DOCUMENT EXTRACT:
━━━━━━━━━━━━━━━━━━━━━━━━━━━━━━

Aboriginal leader (1874–1935)

Anna Euphemia Morgan (7 October 1874 – 1 August 1935) was an Australian Aboriginal activist.

== Life and work ==
Anna Morgan was born in 1874 at the Ebenezer mission station in northwest Victoria to Nathan Bowden and his wife Margaret. In 1859 the mission station was founded by the Protestant Moravian Church as one of eight missions in Australia.

In 1885 Morgan was working as a domestic servant in the Wimmera region. Around 1894 she moved to New South Wales, near Cummeragunja Station, where she worked as a servant. In 1899 she married the worker Caleb Morgan (c. 1874-1943), with whom she had three children.

In 1888 the residents of Cummeragunja were allotted agricultural blocks for self-sufficiency, and her husband received 12 ha of land. In 1907 the Aboriginal Protection Board in New South Wales rescinded the land tenure agreement so that all profits went to the board. Her husband protested this new order and was expelled from Cummeragunja. She left immediately with the family, leaving many of their belongings behind. When they returned to collect them a few months later, her husband was charged and tied up for a fortnight. The family then moved to Wagga Wagga, where Caleb Morgan worked as a farmhand. In 1927 they returned to Victoria, first to Swan Hill and then to Coldstream, a few miles from Coranderrk Aboriginal Reservation.

In 1930, the Morgans applied for support, which was turned down because they were considered half-castes. She then applied for a Commonwealth pension but was unsuccessful due to her classification as Aboriginal.

After this experience, she became involved in a campaign for Aboriginal equality. She published an article in Labor Call in September 1934, where she told the story of a life constrained by government regulations and articulated calls for justice and equality. In a series on the Melbourne radio station, she shared stories passed down from her grandmother. She was able to use her public profile to draw attention to her political messages.

She joined the Australian Aborigines' League and visited the Minister for the Interior in 1935 as part of a delegation requesting Aboriginal education. She also spoke at the International Committee on Women's Day meeting that same month.

Anna Morgan died in Coldstream on 1 August 1935 at 60 from an acute kidney infection and was buried in Melbourne Cemetery.

━━━━━━━━━━━━━━━━━━━━━━━━━━━━━━

EXERCISE DATA:
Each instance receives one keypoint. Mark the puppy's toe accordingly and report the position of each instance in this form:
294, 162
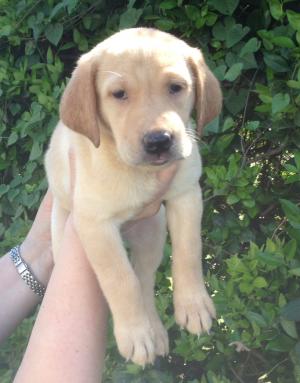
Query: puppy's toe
136, 342
194, 311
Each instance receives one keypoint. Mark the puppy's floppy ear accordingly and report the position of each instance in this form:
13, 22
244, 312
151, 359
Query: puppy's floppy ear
79, 104
208, 96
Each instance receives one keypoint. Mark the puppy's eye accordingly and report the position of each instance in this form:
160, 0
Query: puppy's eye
120, 94
175, 88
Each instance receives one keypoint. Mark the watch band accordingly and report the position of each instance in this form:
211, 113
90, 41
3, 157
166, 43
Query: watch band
25, 272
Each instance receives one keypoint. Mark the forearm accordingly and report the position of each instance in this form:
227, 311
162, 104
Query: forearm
68, 339
17, 299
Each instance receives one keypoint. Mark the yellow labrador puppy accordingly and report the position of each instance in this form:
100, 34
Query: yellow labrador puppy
125, 115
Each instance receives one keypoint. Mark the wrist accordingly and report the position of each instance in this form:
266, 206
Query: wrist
38, 256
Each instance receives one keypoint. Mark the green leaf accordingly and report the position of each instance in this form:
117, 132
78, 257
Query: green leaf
282, 343
168, 4
232, 199
36, 151
251, 46
260, 282
226, 7
291, 310
276, 62
13, 137
252, 125
257, 318
130, 18
276, 9
292, 212
54, 33
294, 19
270, 259
164, 24
233, 73
295, 271
279, 102
235, 34
283, 41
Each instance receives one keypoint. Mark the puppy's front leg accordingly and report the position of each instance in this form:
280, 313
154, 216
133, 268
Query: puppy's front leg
194, 308
103, 245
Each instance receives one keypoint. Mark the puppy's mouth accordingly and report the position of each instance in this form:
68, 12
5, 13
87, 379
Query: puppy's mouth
160, 159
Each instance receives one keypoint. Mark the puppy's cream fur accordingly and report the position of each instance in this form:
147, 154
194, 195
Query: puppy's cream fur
115, 178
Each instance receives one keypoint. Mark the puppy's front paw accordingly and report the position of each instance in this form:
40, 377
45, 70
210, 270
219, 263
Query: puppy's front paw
194, 310
136, 342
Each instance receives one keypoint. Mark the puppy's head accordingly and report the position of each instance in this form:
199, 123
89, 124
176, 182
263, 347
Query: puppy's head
139, 88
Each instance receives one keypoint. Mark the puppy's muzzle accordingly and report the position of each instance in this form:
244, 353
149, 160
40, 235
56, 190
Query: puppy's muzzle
158, 142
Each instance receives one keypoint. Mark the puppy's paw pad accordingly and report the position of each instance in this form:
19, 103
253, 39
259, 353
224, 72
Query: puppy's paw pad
194, 312
136, 343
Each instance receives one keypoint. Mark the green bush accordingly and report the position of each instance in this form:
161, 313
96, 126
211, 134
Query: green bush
251, 178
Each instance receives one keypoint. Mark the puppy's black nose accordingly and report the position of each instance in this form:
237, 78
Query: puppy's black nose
157, 142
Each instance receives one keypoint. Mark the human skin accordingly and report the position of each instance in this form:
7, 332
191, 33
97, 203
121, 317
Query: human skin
68, 340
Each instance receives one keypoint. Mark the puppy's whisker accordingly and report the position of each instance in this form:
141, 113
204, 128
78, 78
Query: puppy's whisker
113, 73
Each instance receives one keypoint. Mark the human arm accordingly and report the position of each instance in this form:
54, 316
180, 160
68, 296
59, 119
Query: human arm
17, 300
68, 340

━━━━━━━━━━━━━━━━━━━━━━━━━━━━━━

REQUIRED ACTION: From the biography of Anna Morgan, list every member of her family whom the text names, giving each person's relation to her.

ANSWER TO THIS PROBLEM:
- Nathan Bowden, her father
- Margaret, her mother
- Caleb Morgan, her husband